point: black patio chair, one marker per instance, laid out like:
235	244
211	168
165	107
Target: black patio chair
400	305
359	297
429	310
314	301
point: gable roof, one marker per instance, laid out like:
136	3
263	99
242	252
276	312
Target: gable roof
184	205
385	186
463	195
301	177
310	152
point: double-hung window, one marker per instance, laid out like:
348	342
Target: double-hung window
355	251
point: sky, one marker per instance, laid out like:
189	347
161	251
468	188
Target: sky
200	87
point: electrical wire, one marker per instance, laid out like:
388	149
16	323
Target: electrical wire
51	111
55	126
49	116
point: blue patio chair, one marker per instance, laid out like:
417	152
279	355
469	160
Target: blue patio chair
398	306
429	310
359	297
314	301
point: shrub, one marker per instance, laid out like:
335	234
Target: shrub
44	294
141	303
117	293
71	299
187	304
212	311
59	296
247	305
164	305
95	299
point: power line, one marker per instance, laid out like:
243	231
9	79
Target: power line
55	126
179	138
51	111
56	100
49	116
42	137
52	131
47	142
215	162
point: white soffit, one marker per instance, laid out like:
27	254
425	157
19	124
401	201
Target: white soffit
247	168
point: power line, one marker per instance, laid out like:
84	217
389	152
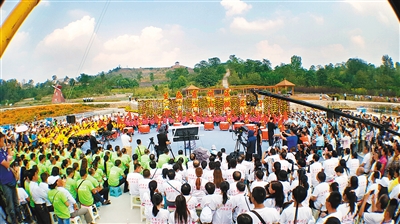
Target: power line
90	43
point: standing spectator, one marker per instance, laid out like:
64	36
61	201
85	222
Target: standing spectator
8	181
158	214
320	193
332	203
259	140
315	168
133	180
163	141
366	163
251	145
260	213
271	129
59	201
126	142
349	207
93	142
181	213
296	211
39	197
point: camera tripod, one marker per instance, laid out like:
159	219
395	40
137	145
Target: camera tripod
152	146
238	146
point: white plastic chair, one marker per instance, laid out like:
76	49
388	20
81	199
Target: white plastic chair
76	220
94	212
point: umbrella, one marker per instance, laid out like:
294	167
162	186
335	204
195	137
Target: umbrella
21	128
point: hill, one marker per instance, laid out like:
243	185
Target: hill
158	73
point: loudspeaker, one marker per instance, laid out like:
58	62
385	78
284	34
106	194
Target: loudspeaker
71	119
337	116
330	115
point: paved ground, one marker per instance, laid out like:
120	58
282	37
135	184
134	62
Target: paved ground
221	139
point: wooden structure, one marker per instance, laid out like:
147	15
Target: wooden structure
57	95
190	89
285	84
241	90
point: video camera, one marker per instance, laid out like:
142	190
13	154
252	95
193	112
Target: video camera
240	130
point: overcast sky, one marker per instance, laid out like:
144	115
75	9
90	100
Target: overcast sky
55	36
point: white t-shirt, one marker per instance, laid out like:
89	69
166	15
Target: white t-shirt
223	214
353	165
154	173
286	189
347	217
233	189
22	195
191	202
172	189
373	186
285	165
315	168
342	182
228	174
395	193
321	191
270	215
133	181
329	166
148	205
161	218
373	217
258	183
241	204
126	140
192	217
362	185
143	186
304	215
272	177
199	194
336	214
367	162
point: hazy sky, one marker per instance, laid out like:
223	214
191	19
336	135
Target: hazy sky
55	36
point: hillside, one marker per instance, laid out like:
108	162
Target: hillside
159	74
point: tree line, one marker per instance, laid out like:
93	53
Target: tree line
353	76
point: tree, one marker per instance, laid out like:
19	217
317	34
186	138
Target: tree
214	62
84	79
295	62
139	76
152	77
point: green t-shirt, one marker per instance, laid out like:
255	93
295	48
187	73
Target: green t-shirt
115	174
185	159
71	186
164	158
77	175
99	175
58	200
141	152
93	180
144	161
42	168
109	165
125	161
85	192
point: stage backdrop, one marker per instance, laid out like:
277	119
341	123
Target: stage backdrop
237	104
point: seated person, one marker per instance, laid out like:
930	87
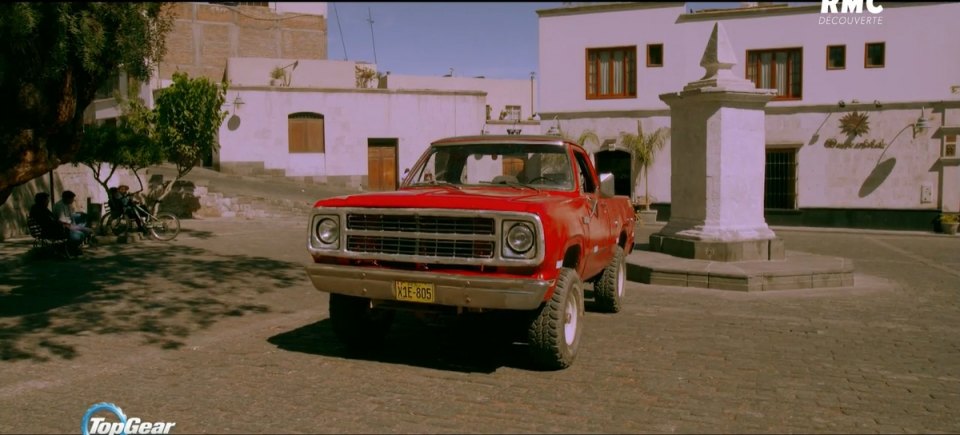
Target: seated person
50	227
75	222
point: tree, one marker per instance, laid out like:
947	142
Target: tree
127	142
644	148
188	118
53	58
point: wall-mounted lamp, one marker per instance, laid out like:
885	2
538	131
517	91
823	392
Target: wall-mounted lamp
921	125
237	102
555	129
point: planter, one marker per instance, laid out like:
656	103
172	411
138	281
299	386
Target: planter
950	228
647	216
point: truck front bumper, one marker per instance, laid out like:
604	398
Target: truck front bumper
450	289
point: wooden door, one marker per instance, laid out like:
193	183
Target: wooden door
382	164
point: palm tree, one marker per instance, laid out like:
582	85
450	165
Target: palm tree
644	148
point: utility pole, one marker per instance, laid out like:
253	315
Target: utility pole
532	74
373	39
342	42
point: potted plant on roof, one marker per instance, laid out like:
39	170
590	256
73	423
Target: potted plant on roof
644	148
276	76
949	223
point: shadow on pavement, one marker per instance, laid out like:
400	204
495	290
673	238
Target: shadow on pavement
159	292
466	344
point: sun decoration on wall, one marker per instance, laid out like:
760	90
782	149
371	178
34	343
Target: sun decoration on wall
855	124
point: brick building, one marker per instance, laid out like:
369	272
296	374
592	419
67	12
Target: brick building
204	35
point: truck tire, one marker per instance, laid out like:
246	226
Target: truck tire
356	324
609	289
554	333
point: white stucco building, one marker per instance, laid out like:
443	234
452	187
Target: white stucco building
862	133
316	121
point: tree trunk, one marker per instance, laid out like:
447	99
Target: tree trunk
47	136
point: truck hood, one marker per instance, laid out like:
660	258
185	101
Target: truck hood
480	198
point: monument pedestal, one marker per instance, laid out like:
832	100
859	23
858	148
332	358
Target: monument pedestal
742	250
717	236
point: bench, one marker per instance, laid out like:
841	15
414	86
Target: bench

→ What you will do
Revise the listing above so that every instance of "power line" becomes "utility line", keeping all other text unchanged. Leave the pictures out of your reproduction.

→ Reply
point: black patio chair, one marker per instance, laid out like:
235	244
211	168
165	107
Target: black patio chair
400	305
359	297
429	310
314	301
point: gable roof, one marker per instance, laid out like:
136	3
263	99
242	252
276	312
Target: gable roof
184	205
385	186
463	195
301	177
310	152
point: double-hung window, one marker per instance, laid out like:
348	342
Target: double-hung window
355	251
point: sky, one marker per instance, laid out like:
189	347
161	251
468	188
Target: sky
200	87
point: electrical wire, one marker per instance, laid out like:
388	149
16	323
Target: electrical wire
51	111
55	126
49	116
point: blue patio chair, one marker per instance, laid out like:
417	152
279	355
469	160
Target: blue patio chair
398	306
429	310
359	297
314	301
point: shrub, one marker per instance, laid out like:
335	234
Target: shrub
44	294
141	303
117	293
71	299
187	304
212	311
59	296
247	305
164	305
95	299
point: utility line, one marker per instance, laid out like:
243	231
9	79
Target: utility line
55	126
179	138
51	111
56	100
49	116
42	137
52	131
47	142
215	162
point: white soffit, one marker per instance, laid out like:
27	254
425	157
19	124
401	201
Target: white soffit
247	168
point: utility line, one marker per instance, laid out like:
84	217
389	152
Target: utility line
90	43
point: standing spectator, one marker per instance, laid out like:
64	36
61	201
85	222
Target: standing spectator
8	181
158	214
320	193
332	203
259	140
315	168
133	180
163	141
366	163
251	145
260	213
271	129
59	201
126	142
349	207
93	142
181	213
296	211
39	197
point: camera tripod, one marker per instance, laid out like:
159	219
395	40
137	145
Target: camera tripod
152	146
238	146
point: white plastic chair, one marker per instance, laid out like:
76	49
388	20
81	199
Target: white plastic chair
76	220
94	212
point: umbrella, one marker per instance, laid out like:
294	167
162	186
335	204
195	137
Target: umbrella
21	128
point: hill, one marker per instance, laid out like:
243	185
Target: hill
158	73
point: loudspeaker, one marker per instance, laid out like:
58	62
385	78
284	34
106	194
Target: loudspeaker
71	119
337	116
330	115
point: paved ground, one marker per instance, laid out like:
120	58
282	37
135	184
134	62
Target: paved ground
221	139
point: wooden structure, one marker per instance, laid out like:
147	15
Target: wooden structure
57	95
190	89
285	84
241	90
point: video camera, one marker per instance, laid out like:
142	190
13	154
252	95
193	112
Target: video camera
240	130
point: overcast sky, one marker per instance, laid out like:
144	115
75	9
90	100
Target: overcast sky
55	36
point: white t-shirt, one marker per instance, laid out like:
89	69
166	15
Target: white t-shirt
223	214
353	165
154	173
286	189
347	217
233	189
22	195
191	202
172	189
373	186
285	165
315	168
342	182
228	174
395	193
321	191
270	215
133	181
329	166
148	205
161	218
373	217
258	183
241	204
126	140
192	217
362	185
143	186
304	215
272	177
199	194
336	214
367	162
point: hazy sky, one marker per instance, laid out like:
223	214
191	19
336	135
Target: hazy sky
55	36
point: hillside, one marker per instance, laid out like:
108	162
Target: hillside
159	74
point: tree line, one marker per instance, laid out like:
93	53
Target: tree line
353	76
point: tree, one marker per instance, laid out like:
19	217
317	34
186	138
Target: tree
214	62
84	79
295	62
139	76
152	77
point: green t-shirt, one marker per instance, laid out like:
255	93
295	48
187	73
Target: green t-shirt
115	174
185	159
71	186
164	158
77	175
99	175
58	200
141	152
93	180
144	161
42	168
109	165
125	161
85	192
point: stage backdrop, one marker per instance, laid out like:
277	119
341	123
Target: stage backdrop
237	104
point: seated person, one marker per instance, laid out like:
930	87
Target: seated person
50	227
75	222
point: tree, one marker per instance, laid out like:
947	142
Target: tree
127	142
644	148
188	118
53	58
point: wall-mounted lamp, one marker per instance, laid out like:
885	2
538	131
517	91
823	392
Target: wall-mounted lamp
921	125
237	102
555	129
point: planter, one marker per instance, laid out like:
656	103
172	411
138	281
299	386
Target: planter
950	228
647	216
point: truck front bumper, one marker per instance, laid out like:
604	398
Target: truck front bumper
450	289
point: wooden door, one marker per instance, laid out like:
193	183
Target: wooden door
382	164
point: palm tree, one marker per instance, laid out like:
582	85
450	165
Target: palm tree
644	148
point: utility pole, one marker per instance, laid out like:
253	315
Target: utility pole
532	74
373	39
342	42
point: potted plant on roof, one marker per instance, laid out like:
39	170
590	256
73	423
Target: potted plant on roof
644	148
276	76
949	223
point: shadow on pavement, one marker per instance, laid out like:
400	204
495	290
673	238
Target: shadow on pavement
159	292
466	344
point: sun decoration on wall, one marker per instance, laid out like:
760	90
782	149
371	178
34	343
Target: sun decoration on wall
855	124
point: brick building, one marker per instance, laid out like:
369	272
296	374
592	419
67	12
Target: brick building
204	35
point: truck tire, one marker per instance, laid out like:
246	226
Target: truck tire
356	324
609	289
554	333
point: white stucco building, one marker per instance, laid out like:
443	234
452	187
Target: white stucco building
862	133
316	121
point: tree trunk, one marker per instance, laid out like:
447	99
Target: tree trunk
47	136
point: truck hood, one marker per instance, laid out like:
660	258
185	101
Target: truck hood
480	198
point: monument pedestal, one marker per instance, laid out like:
832	100
859	23
858	148
332	358
Target: monument pedestal
742	250
717	236
point: bench, one marker per instance, laid out like:
841	15
414	86
Target: bench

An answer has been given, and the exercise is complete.